━━━ DATA RECORDS ━━━

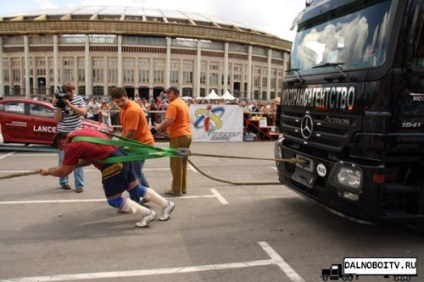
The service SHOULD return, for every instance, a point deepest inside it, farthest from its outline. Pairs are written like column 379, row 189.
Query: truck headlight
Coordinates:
column 348, row 179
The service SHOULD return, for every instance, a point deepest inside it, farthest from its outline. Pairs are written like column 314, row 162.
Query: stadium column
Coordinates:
column 168, row 62
column 249, row 75
column 55, row 60
column 198, row 68
column 226, row 46
column 2, row 83
column 88, row 69
column 268, row 79
column 120, row 67
column 26, row 67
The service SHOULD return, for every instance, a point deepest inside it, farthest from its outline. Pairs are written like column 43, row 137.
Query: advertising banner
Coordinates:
column 216, row 123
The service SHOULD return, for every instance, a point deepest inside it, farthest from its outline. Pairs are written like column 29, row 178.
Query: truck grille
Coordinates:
column 331, row 131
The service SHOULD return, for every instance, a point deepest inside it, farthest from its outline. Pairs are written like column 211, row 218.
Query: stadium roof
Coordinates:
column 135, row 20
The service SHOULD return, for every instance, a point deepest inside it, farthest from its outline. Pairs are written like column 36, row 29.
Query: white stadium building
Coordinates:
column 143, row 50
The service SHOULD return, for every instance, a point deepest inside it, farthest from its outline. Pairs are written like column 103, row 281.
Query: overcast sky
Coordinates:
column 271, row 16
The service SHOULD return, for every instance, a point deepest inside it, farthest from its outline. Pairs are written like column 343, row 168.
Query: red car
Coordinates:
column 32, row 122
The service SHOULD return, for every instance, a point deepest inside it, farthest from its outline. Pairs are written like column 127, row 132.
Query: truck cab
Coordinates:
column 352, row 109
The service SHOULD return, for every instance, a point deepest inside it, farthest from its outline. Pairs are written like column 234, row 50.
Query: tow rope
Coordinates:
column 140, row 151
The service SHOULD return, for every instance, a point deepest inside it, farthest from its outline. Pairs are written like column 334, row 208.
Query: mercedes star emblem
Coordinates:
column 307, row 127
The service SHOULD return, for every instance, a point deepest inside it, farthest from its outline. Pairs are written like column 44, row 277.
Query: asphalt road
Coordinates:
column 217, row 232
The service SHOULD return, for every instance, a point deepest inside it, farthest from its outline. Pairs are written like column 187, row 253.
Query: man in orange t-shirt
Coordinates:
column 134, row 126
column 177, row 123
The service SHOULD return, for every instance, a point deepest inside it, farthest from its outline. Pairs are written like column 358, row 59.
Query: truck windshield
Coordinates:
column 354, row 36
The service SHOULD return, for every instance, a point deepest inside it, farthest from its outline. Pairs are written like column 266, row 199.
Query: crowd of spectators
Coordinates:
column 107, row 112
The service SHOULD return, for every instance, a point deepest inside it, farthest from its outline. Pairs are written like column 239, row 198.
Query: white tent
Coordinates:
column 227, row 96
column 212, row 96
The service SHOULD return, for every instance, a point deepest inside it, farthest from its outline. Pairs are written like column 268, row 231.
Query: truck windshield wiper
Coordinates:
column 337, row 66
column 297, row 73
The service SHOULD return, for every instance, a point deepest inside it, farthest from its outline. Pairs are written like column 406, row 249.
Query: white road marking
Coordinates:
column 275, row 260
column 7, row 155
column 281, row 263
column 219, row 197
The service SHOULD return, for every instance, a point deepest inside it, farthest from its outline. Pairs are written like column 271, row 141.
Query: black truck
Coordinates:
column 352, row 109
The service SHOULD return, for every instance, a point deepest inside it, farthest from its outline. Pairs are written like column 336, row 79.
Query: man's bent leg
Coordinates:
column 63, row 180
column 129, row 206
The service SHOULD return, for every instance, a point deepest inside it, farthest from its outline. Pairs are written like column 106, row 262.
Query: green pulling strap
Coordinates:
column 136, row 150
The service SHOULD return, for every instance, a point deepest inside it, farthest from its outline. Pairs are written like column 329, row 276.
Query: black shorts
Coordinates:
column 116, row 177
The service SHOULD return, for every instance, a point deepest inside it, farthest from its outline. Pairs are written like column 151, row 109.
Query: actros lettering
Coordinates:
column 342, row 98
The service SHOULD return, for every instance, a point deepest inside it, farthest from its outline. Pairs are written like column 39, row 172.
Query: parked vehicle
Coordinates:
column 32, row 122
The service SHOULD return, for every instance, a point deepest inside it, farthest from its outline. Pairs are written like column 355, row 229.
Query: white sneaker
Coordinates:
column 146, row 220
column 167, row 211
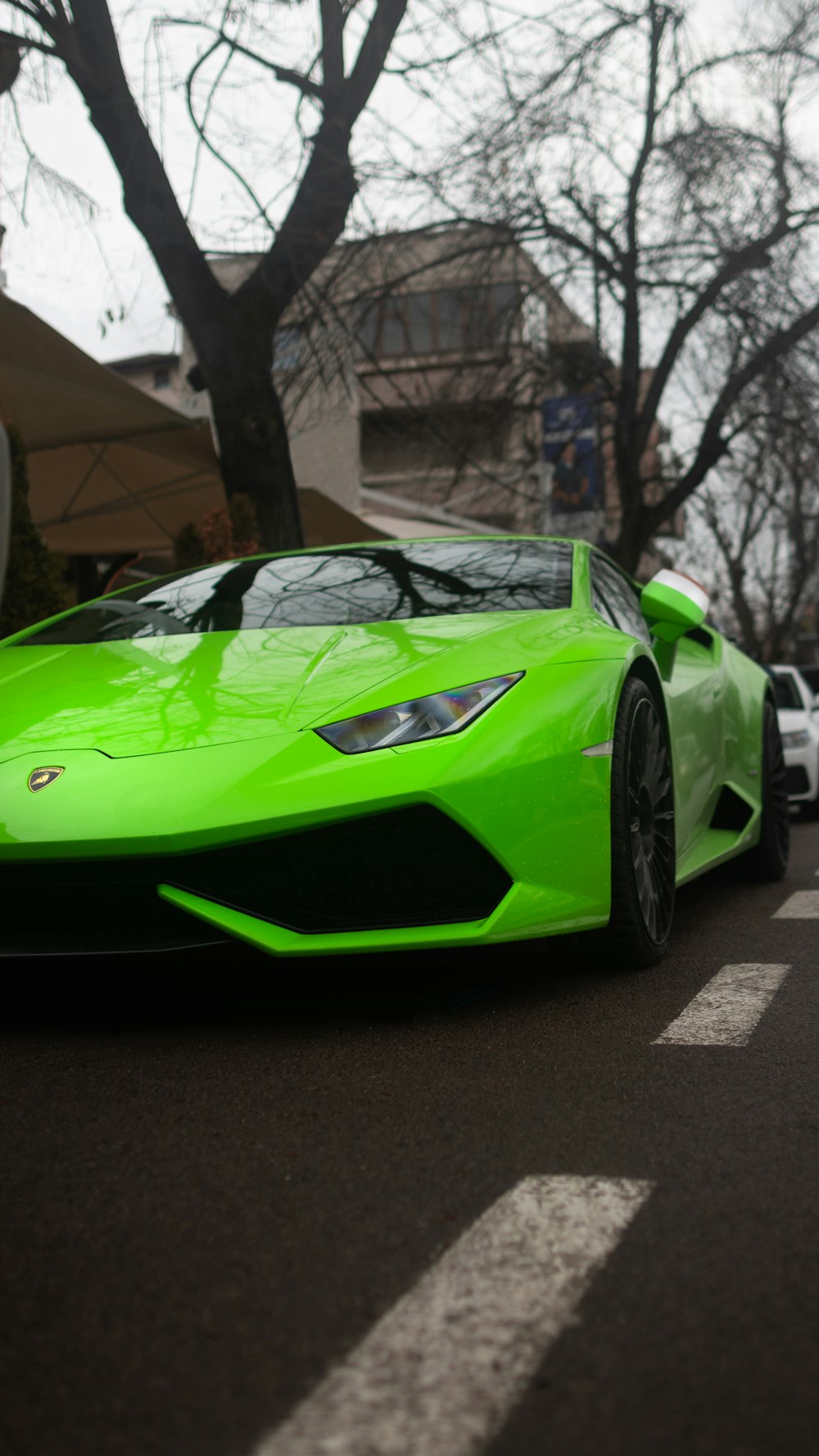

━━━

Each line of the data should be printed again exactly. Please leave pictures out.

The service SHOULD return, for every instance, a point deepest inside it, farthest from its outline. Pairs are written like column 379, row 189.
Query: truck headlight
Coordinates:
column 348, row 179
The service SHOULD return, for every instance, a point deepest inside it, farthest from its outline. Pairs are written like column 314, row 162.
Query: stadium column
Coordinates:
column 168, row 62
column 249, row 75
column 55, row 60
column 198, row 68
column 226, row 46
column 2, row 83
column 88, row 69
column 268, row 79
column 120, row 67
column 26, row 67
The service SHOULD return, for every instance, a point deepest inside it, farthest from its outline. Pairs are written like column 43, row 137.
Query: advertising banner
Coordinates:
column 216, row 123
The service SHOULD return, for every instance, a point deepest inside it, farthest from its outline. Pairs are written like column 29, row 178.
Query: truck grille
Coordinates:
column 331, row 131
The service SHOULD return, for every instance, a point deepest inside it, farthest from its outline. Pairs are written like column 211, row 218.
Query: stadium roof
Coordinates:
column 135, row 20
The service SHOULD return, for every instance, a point deepest inside it, farthest from its outline. Pairs are written like column 36, row 29.
Query: white stadium building
Coordinates:
column 143, row 50
The service SHOULD return, for every instance, a point deepest inside it, farthest from its outline. Pairs are written like column 103, row 281.
Query: overcast sky
Coordinates:
column 271, row 16
The service SHOULD return, for every instance, a point deepest inside it, farthest from its outline. Pairs are written like column 343, row 168.
Query: red car
Coordinates:
column 32, row 122
The service SHOULD return, for every instance, a point deepest inside it, farthest from its outline. Pairs are written like column 127, row 132.
Query: truck cab
Coordinates:
column 352, row 109
The service SHOULD return, for every instance, a point deepest inside it, farthest from its outline. Pairs are written like column 234, row 50.
Query: tow rope
Coordinates:
column 140, row 151
The service SHOULD return, for every instance, a point deepest inside it, farthest from its outline. Pairs are written like column 334, row 208.
Query: mercedes star emblem
Coordinates:
column 307, row 127
The service SHOULD return, for every instance, a point deepest inside it, farthest from its outline. Pairs are written like column 44, row 277.
Query: asphalt road
Coordinates:
column 217, row 232
The service SHOULD return, for every instance, a point deepest inside it, farthest from its outline. Pairs are written like column 187, row 253.
Query: man in orange t-shirt
Coordinates:
column 134, row 126
column 177, row 123
The service SHOULD return, for every instance, a point deepest inside it, farthest from its outline. Pairs are written like column 358, row 59.
Query: truck windshield
Coordinates:
column 354, row 36
The service SHOULD return, for every instance, a point deepest inside it, farthest from its outline. Pairs are written like column 266, row 199.
Query: crowd of spectators
Coordinates:
column 107, row 112
The service SHOULD return, for every instance, a point deepest inside it, farthest from its outline. Pairs are written like column 239, row 198.
Query: white tent
Coordinates:
column 227, row 96
column 212, row 96
The service SHOULD return, for every instance, a point deepest inside it, farthest from its outline. Pairs are written like column 268, row 231.
Query: truck windshield wiper
Coordinates:
column 337, row 66
column 297, row 73
The service SHOULD return, for every instance, a point deepest inside it, farthest from its outline. Pairs are written like column 406, row 249.
Query: white road marking
Coordinates:
column 275, row 260
column 7, row 155
column 281, row 263
column 219, row 197
The service SHOULD return, for every instance, a point deepest inside it, farthest from its outline. Pairs are written like column 271, row 141.
Query: black truck
Coordinates:
column 352, row 109
The service SHOULD return, for every instance, a point deepest inside it, farthest from its outline. Pairs are written like column 336, row 79.
Query: man's bent leg
Coordinates:
column 63, row 180
column 129, row 206
The service SHOULD return, for every instance, a point deepest inside it, farthest from its outline. Pairs are written like column 106, row 262.
Query: green pulling strap
Coordinates:
column 136, row 150
The service SHOULD return, for every instance, a point deepest inside it, farthest from its outline. Pairs are written like column 329, row 276.
Query: black shorts
Coordinates:
column 116, row 177
The service SHOULD return, for every instance, a point deepest inside it, farthest from its outline. Pairs are written like column 151, row 109.
Query: actros lettering
Coordinates:
column 342, row 98
The service SHOULD return, for every instance, a point deepest inside it, farthest from its outline. Pairs are written like column 39, row 172.
Query: parked vehicle
Coordinates:
column 32, row 122
The service SHOULD return, for every instance, a point deepest inside it, farthest from its outline. Pairs are written like column 355, row 229.
Query: white sneaker
Coordinates:
column 146, row 220
column 167, row 211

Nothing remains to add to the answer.